#### [Sayfa Alıntısı]
•••••

BİRİ OLMADAN DİĞERİ OLMAZ: EMEKÇİLER HEM BARIŞ VE ÖZGÜRLÜK, HEM DE İNSANCA BİR YAŞAM İÇİN BİRLEŞMELİ

İki buçuk yıllık ‘çözüm süreci’ ve çatışmasızlık döneminin en çok dikkat çeken gelişmelerinden biri de, hiç kuşkusuz bölgede yıllardır savaşın gölgesinde kalmış olan işçi ve emekçilerin mücadelesinin daha yaygın ve görünür olmaya başlamasıydı. Antep’te Başpınar OSB’de binlerce tekstil işçisinin grevi, Batman ve Adıyaman’da petrol işçilerinin mücadelesi, yine Adıyaman ve Batman’daki tekstil işçilerinin kölelik koşullarına karşı örgütlenme girişimleri, Diyarbakır’da tuğla işçilerinin eylemleri, Elazığ’da maden işçilerinin mücadelesi, Hakkari’de fırın işçilerinin eylemleri ve örgütlenme mücadelesi ve Van’da İŞKUR işçilerinin aylarca süren direnişleri…  Yine bölgede pek çok ilde hastane, belediye ve üniversitelerde çalışan taşeron işçilerin örgütlenme mücadeleleri ve kamu emekçilerinin ses getiren grev ve iş bırakma eylemleri…  Bütün bu mücadeleler, bölgede emek hareketinin giderek gelişip ilerlediğini gösteren gelişmelerdi.

•••••

#### [Verilen Veriler]
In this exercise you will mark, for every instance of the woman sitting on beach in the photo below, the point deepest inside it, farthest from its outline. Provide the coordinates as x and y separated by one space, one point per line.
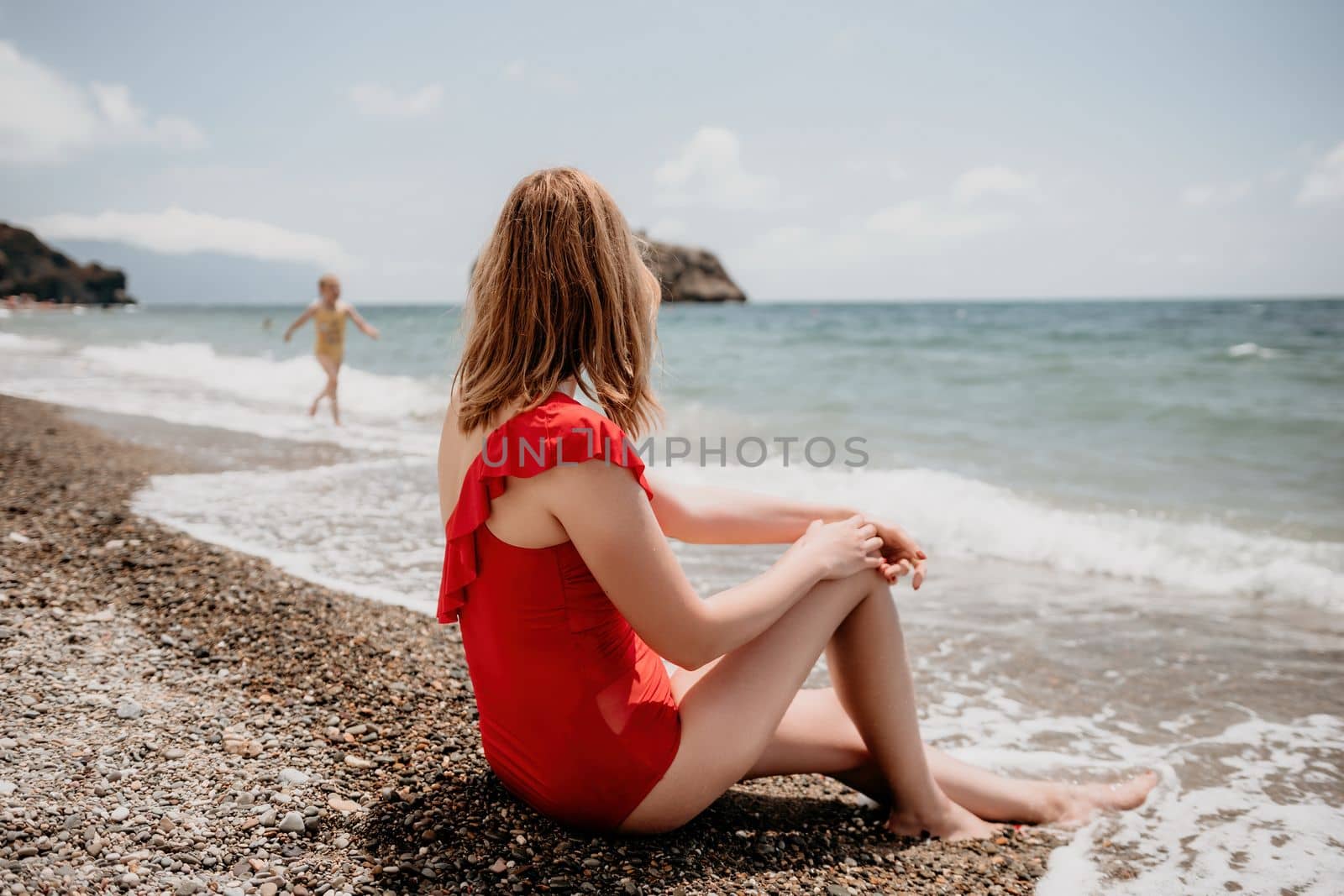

•••••

#### [Görevler]
A: Bölgedeki emek mücadeleleri üzerine olan metinde "İki buçuk yıllık" diye başlayan paragrafı, ana bilgilerini koruyarak madde madde kısaltın.
B: Bölgedeki emek mücadeleleri üzerine olan metni, kaldığı yerden sürdürün.

#### [Görevlere Göre Yanıtlar]
A:
- İki buçuk yıllık "çözüm süreci" ve çatışmasızlık döneminde, bölgede yıllardır savaşın gölgesinde kalan işçi ve emekçilerin mücadelesi yaygınlaşıp görünür hale geldi.
- Antep Başpınar OSB'de binlerce tekstil işçisi greve çıktı.
- Batman ve Adıyaman'da petrol işçileri mücadele etti, tekstil işçileri de kölelik koşullarına karşı örgütlenmeye girişti.
- Diyarbakır'da tuğla işçileri eylem yaptı.
- Elazığ'da maden işçileri mücadele etti.
- Hakkari'de fırın işçileri eylem yaptı ve örgütlenme mücadelesi verdi.
- Van'da İŞKUR işçileri aylarca direndi.
- Pek çok ilde hastane, belediye ve üniversitelerdeki taşeron işçiler örgütlenme mücadelesi verdi, kamu emekçileri ses getiren grev ve iş bırakma eylemleri yaptı.
- Bu mücadeleler, bölgede emek hareketinin giderek geliştiğini gösterdi.

B:
AKP’nin bölgeyi sermaye için ucuz iş gücü ve sömürü cenneti haline getirmek için uyguladığı politikalar büyük oranda sonuçlarını vermiş durumda. Başta Batman, Adıyaman, Urfa ve Van gibi kentler olmak üzere, on binlerce işçi tekstil, gıda, maden gibi işkollarında asgari ücretin bile çok altında, günde 10-12 saat,bütün sosyal haklardan mahrum, kölelik koşullarında çalıştırılıyor. Van’da olduğu gibi, geçici mevsimlik işlerde yılda birkaç aylığına asgari ücretle çalıştırılmak için işe girmek isteyen bölgedeki on binlerce işsizin çaresiz durumu bile AKP tarafından İŞ-KUR üzerinden ahlaksızca istismar ediliyor.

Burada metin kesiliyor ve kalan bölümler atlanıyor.